* **Given request**
Quote word for word the part of the image-similarity thread below that starts with "1. Query the" and goes on through "expense of accuracy.".

### Document passage ###

Algorithm to identify degree of similarity based on prior categorization

by user1594322   Last Updated December 03, 2017 19:05 PM

I am working with digital images that people have manually categorized on a number of parameters.

I want to be able to find images that are similar or dissimilar based on certain categories. For instance, we might want to pick two random images from our database that have similar "significance", but are otherwise as different as possible.

As an example, this picture of Stonehenge would be categorized like this:


colors: blue, green, grey
themes: natural, land, sky
brightness: light
location: outdoor
shapes: angular
texture: hard
lines: vertical
significance: historical

The categories are mostly fixed and small, so when manually categorized the person is choosing the main colors from a list of ten colors (red, orange, yellow, green, blue, purplse, white, black, grey, brown), and the same is true of the other categories. Most of the categories only have a small number of options, such as location is indoor, outdoor, or unknown, and brightness is light, dark, or neutral.

My naive approach is something like this:

  1. Query the database for pictures with historical significance
  2. Pick a random starting image from the historically significant images
  3. Of the remaining historical images, do a random sampling of N images. Different values of N will give us more variety at the expense of accuracy.
  4. For each randomly selected image, create an ordered binary vector for all possible category values (ex. red=0, blue=1, outdoor=1, etc), producing some binary value.
  5. Compare the binary values for the starting image and the random image, for example by using a bitwise XOR operation (or equivalent set operation), then count the number of 1's in the result.

I am not necessarily interested in finding the most dissimilar images. Any two images that are mostly dissimilar will be fine, and in fact we typically do want some randomness so the same images pairs are not frequently selected.

This naive approach works okay. Are there any proper algorithms or techniques I should look at that might apply to this problem?

Answers 2

Everything you said sounds close, but it's missing some details on vector creation and querying that are important. Ideally you need to form unique vectors for each image. You'll need to convert the color into HSV (or HSL) or a color space that lends itself to comparisons. Assign a number to each choice for the components.

### Stored rows ###

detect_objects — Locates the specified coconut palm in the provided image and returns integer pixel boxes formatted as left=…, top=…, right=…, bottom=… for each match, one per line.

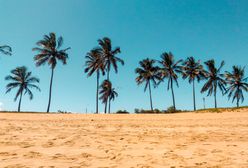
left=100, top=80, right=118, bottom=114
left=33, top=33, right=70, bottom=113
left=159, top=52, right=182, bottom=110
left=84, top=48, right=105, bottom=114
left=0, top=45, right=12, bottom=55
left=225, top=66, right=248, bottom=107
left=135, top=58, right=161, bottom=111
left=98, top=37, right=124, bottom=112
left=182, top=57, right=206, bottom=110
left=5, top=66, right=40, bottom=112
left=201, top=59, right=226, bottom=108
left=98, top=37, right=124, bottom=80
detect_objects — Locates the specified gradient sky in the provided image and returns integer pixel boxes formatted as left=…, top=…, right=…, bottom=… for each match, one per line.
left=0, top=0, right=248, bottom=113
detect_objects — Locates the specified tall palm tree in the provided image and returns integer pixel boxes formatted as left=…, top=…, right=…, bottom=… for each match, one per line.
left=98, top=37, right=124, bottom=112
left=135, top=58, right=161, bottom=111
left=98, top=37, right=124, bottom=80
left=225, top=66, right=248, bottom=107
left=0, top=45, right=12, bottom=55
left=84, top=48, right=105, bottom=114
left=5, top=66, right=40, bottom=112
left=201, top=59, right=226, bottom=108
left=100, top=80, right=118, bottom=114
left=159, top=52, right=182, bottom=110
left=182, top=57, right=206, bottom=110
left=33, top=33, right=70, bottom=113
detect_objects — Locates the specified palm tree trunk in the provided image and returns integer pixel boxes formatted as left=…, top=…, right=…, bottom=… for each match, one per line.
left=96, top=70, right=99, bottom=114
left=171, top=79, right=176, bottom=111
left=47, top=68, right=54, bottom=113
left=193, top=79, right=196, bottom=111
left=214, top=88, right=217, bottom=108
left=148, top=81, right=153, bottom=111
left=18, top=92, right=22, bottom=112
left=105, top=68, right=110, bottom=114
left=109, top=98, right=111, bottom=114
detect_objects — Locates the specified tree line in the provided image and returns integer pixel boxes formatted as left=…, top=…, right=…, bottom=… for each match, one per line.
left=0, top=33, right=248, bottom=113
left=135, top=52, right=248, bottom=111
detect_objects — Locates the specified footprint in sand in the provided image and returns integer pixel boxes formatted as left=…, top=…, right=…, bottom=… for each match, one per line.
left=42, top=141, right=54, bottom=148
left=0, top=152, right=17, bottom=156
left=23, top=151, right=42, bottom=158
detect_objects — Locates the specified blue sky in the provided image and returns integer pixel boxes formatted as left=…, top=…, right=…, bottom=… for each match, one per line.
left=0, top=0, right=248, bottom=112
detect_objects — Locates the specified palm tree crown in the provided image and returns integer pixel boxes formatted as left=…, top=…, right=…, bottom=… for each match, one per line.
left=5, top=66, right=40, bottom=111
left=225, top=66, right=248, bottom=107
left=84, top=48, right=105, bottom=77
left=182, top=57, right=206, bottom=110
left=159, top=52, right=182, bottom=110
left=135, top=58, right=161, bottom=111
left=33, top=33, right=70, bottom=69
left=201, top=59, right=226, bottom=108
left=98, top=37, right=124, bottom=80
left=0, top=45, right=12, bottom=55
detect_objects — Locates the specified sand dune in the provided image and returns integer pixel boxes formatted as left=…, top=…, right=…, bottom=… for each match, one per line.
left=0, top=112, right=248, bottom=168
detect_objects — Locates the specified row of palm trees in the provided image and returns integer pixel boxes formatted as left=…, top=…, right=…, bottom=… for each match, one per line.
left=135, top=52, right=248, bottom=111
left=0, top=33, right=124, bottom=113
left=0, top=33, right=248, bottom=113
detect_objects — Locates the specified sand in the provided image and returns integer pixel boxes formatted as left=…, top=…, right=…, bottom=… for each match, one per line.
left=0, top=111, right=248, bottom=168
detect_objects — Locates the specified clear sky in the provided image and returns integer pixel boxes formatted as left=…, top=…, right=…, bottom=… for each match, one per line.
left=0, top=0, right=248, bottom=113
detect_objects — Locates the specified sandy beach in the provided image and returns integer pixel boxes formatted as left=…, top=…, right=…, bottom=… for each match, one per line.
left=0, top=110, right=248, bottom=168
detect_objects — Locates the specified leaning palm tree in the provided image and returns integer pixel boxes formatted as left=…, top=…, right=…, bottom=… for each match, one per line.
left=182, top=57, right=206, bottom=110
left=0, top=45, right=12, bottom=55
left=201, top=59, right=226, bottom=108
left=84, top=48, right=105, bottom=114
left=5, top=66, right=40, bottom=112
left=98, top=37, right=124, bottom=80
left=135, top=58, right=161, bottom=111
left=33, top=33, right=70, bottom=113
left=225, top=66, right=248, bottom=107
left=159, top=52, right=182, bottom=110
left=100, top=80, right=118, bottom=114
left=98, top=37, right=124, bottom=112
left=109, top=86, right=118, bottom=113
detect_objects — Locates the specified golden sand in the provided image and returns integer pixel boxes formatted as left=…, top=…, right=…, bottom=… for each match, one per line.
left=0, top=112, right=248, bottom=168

###

* **Solution for this exercise**
1. Query the database for pictures with historical significance
  2. Pick a random starting image from the historically significant images
  3. Of the remaining historical images, do a random sampling of N images. Different values of N will give us more variety at the expense of accuracy.